Problem statement>
Retype the records below word for word and omit any image.

Information provided>
========

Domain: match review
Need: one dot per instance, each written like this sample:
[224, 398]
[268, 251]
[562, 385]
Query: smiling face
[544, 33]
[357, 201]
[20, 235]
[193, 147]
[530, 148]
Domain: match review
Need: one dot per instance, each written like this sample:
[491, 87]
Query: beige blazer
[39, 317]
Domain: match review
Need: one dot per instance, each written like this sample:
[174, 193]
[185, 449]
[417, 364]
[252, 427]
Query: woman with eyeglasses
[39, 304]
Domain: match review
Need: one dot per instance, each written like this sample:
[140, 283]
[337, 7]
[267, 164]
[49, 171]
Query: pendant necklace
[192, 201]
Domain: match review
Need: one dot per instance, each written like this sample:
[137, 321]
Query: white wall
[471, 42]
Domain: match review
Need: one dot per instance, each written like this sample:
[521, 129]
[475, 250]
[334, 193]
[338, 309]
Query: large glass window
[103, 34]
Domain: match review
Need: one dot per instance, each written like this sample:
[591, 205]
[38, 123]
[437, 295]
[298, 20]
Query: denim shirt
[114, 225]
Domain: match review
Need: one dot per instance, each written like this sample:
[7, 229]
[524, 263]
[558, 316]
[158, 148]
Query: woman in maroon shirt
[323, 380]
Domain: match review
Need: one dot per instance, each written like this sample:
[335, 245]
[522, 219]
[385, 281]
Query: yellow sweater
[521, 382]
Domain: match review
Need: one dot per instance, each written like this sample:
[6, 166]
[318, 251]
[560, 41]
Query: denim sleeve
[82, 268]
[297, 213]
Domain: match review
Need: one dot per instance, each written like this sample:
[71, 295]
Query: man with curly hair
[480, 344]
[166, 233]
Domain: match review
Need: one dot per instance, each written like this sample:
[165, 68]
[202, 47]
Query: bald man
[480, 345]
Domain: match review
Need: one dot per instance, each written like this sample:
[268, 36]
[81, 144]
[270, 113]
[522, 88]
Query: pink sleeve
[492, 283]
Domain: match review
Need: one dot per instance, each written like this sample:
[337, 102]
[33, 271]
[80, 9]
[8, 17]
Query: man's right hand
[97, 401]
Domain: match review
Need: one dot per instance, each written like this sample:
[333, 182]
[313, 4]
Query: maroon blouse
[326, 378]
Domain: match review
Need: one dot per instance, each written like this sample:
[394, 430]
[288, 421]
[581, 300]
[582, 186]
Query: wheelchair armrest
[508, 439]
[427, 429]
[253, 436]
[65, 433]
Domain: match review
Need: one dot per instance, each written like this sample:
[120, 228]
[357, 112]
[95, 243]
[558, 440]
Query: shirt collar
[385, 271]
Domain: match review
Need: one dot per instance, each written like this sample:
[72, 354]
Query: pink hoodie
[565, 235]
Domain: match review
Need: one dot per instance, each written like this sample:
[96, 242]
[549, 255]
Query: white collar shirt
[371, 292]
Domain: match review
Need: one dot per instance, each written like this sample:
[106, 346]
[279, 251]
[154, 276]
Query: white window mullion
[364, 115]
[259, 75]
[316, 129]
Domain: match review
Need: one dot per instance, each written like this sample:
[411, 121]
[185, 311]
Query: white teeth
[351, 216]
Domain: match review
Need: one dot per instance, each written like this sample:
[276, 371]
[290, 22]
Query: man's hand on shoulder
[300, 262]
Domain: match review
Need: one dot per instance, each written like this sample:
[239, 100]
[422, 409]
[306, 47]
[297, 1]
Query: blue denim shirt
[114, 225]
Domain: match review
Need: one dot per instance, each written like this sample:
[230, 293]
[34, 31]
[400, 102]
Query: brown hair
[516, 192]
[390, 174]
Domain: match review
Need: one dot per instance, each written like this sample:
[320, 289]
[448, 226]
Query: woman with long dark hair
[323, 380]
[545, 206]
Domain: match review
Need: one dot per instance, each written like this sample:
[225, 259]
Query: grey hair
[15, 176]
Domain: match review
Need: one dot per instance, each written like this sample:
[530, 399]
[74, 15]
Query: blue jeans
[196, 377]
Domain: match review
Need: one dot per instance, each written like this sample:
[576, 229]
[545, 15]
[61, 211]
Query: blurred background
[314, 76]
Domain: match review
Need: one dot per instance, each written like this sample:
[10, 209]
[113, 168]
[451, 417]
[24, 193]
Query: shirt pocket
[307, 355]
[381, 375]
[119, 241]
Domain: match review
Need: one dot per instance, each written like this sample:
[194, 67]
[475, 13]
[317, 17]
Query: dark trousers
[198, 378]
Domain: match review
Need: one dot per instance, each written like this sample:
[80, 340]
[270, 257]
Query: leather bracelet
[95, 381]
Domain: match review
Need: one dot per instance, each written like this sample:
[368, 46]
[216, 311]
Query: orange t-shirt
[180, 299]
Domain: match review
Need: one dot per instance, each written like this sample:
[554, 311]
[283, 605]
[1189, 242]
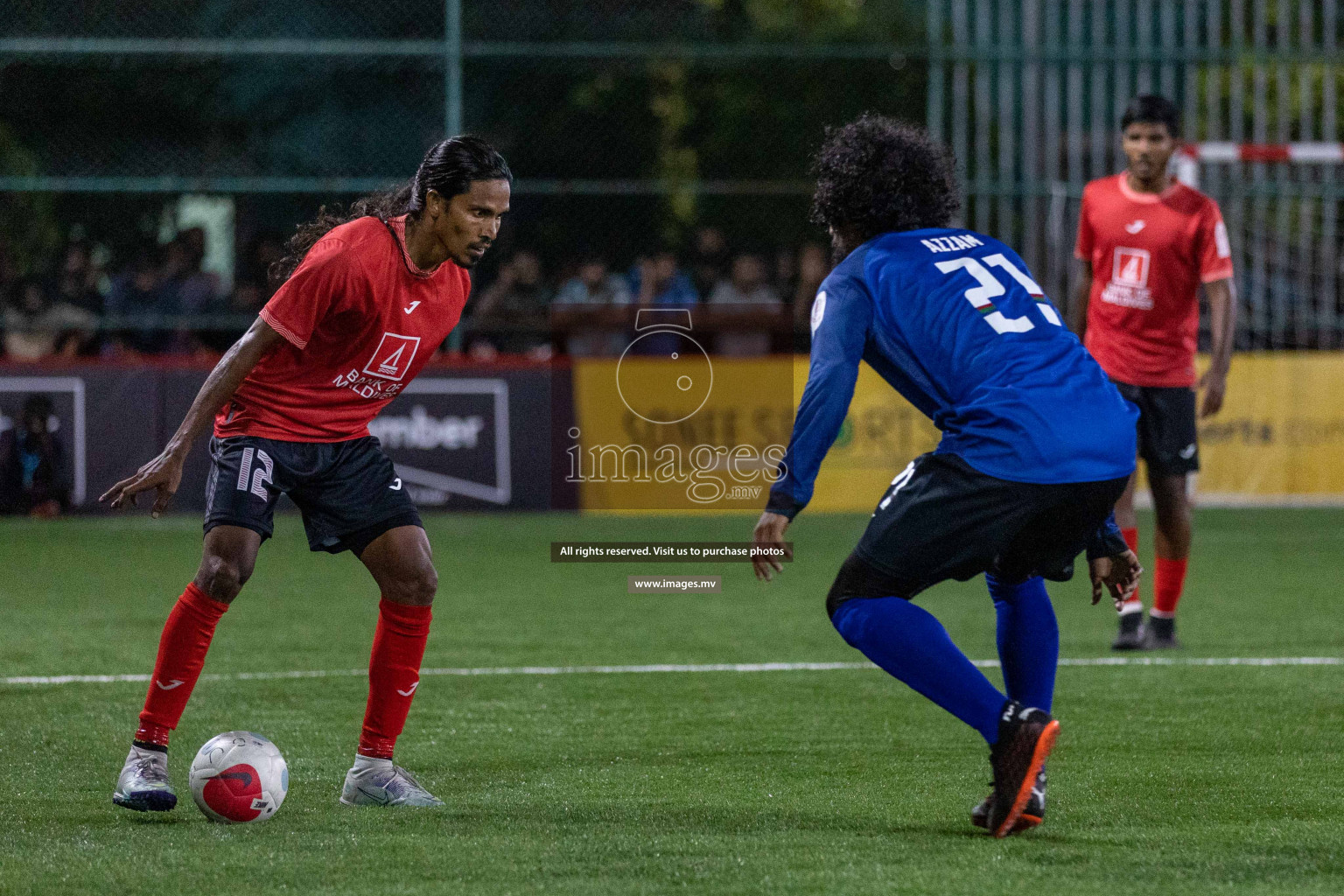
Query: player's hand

========

Task output>
Domain: match review
Need: one dot per instance, each written like this sample:
[224, 398]
[268, 251]
[562, 385]
Query: smiling face
[544, 33]
[357, 201]
[20, 235]
[193, 147]
[530, 148]
Domain: match review
Need: one dot per instance, each written like this sample:
[491, 87]
Query: beige blazer
[39, 317]
Domain: match review
Need: one dot per instance, each written like this sample:
[174, 193]
[185, 449]
[417, 364]
[252, 427]
Query: woman with eyeglasses
[39, 304]
Domain: match review
Need: one dot per instance, each written like this sample:
[140, 283]
[337, 7]
[267, 164]
[49, 171]
Query: pendant necklace
[192, 201]
Domain: match review
Need: one dot per instance, each written like this sample:
[137, 321]
Query: white wall
[471, 42]
Domain: match review
Need: one dot per instance, each written like this sample:
[521, 129]
[475, 250]
[334, 193]
[338, 309]
Query: large glass window
[103, 34]
Domain: match review
Need: one dot per instance, each written like this sample:
[591, 205]
[38, 123]
[437, 295]
[298, 20]
Query: denim shirt
[114, 225]
Domain: match review
Need: one dot per instance, each written like this sample:
[7, 229]
[524, 263]
[558, 316]
[158, 148]
Query: woman in maroon shirt
[323, 380]
Domain: match review
Need: one dot per instance, each written like this sample:
[335, 245]
[522, 219]
[385, 281]
Query: yellow sweater
[521, 382]
Domain: match review
Need: one dot per instance, each written like this sample:
[6, 166]
[318, 251]
[560, 41]
Query: denim sleeve
[82, 268]
[297, 213]
Domain: match review
Need: one dot per instance, each written like this sample:
[71, 295]
Query: man with curly hair
[480, 344]
[166, 233]
Domain: match review
Need: one dot per instance, each written like this sample:
[165, 68]
[202, 47]
Query: bald man
[480, 345]
Domain: match review
Need: one dot per instance, each written like this sample:
[268, 36]
[81, 144]
[270, 113]
[522, 88]
Query: pink sleeve
[492, 283]
Domain: match review
Need: one dot per instance, each written like this sample:
[337, 102]
[33, 271]
[80, 9]
[8, 17]
Query: man's right hand
[97, 401]
Domain: match review
Need: one dot per instance, each written like this sample:
[333, 182]
[313, 4]
Query: maroon blouse
[326, 378]
Domain: match review
Need: one dot per instance, each written like this sample:
[394, 430]
[288, 421]
[581, 300]
[582, 186]
Query: wheelchair armrest
[508, 439]
[427, 429]
[253, 436]
[65, 433]
Domain: match review
Need: one dot per instance, each written like this sample:
[120, 228]
[357, 112]
[95, 243]
[558, 440]
Query: shirt collar
[385, 271]
Domain: match review
Need: one dot per instance, each written like this sample:
[72, 354]
Query: pink hoodie
[565, 235]
Domain: match review
Need: one dot per instance, each written like this sample:
[96, 242]
[549, 255]
Query: white collar shirt
[371, 292]
Domain: match review
Need: one dot per instance, each written like this sample:
[106, 346]
[279, 251]
[154, 276]
Query: white window mullion
[364, 115]
[259, 75]
[316, 129]
Domain: match review
Need: one dot per instance, each written like this sample:
[411, 121]
[185, 311]
Query: white teeth
[351, 216]
Domain: match review
Need: one dot per instance, each written like this sample:
[276, 371]
[290, 22]
Query: man's hand on shoulder
[300, 262]
Domain: match review
Need: one dot per instance, each written like this sample:
[239, 100]
[422, 409]
[306, 47]
[297, 1]
Query: blue denim shirt
[114, 225]
Domain: match review
Need: one dot per instance, each written like this sample:
[230, 293]
[34, 31]
[400, 102]
Query: brown hair
[516, 192]
[390, 174]
Domain: match review
Need: one dot per instance, each written like this sample:
[320, 289]
[448, 226]
Query: woman with long dark hair
[323, 380]
[545, 206]
Domain: match review
Need: one dot per instance, each written like this sample:
[225, 259]
Query: grey hair
[15, 176]
Domain: match review
Need: one dot per instance, each written like this sample:
[530, 399]
[74, 15]
Query: blue jeans
[196, 377]
Domain: match review
Need: one dot per instance, each written like this sample:
[576, 229]
[545, 15]
[61, 211]
Query: blurred background
[314, 76]
Domain: match review
Need: one dot per instance, each written like this sample:
[10, 209]
[113, 168]
[451, 417]
[24, 193]
Query: shirt pocket
[307, 355]
[381, 375]
[119, 241]
Domain: match review
Need: one dot per instance, each written like this sample:
[194, 67]
[475, 13]
[317, 17]
Query: dark trousers
[198, 378]
Domain: match review
Need: one dot per instance, each written like this sample:
[80, 340]
[270, 257]
Query: leather bracelet
[95, 381]
Domain: match review
Need: one dot per instance, each written like this sample:
[368, 46]
[216, 311]
Query: orange t-shirt
[180, 299]
Domain: match review
Need: one dot per instance, each written like this sample:
[554, 311]
[283, 605]
[1189, 242]
Query: player's hand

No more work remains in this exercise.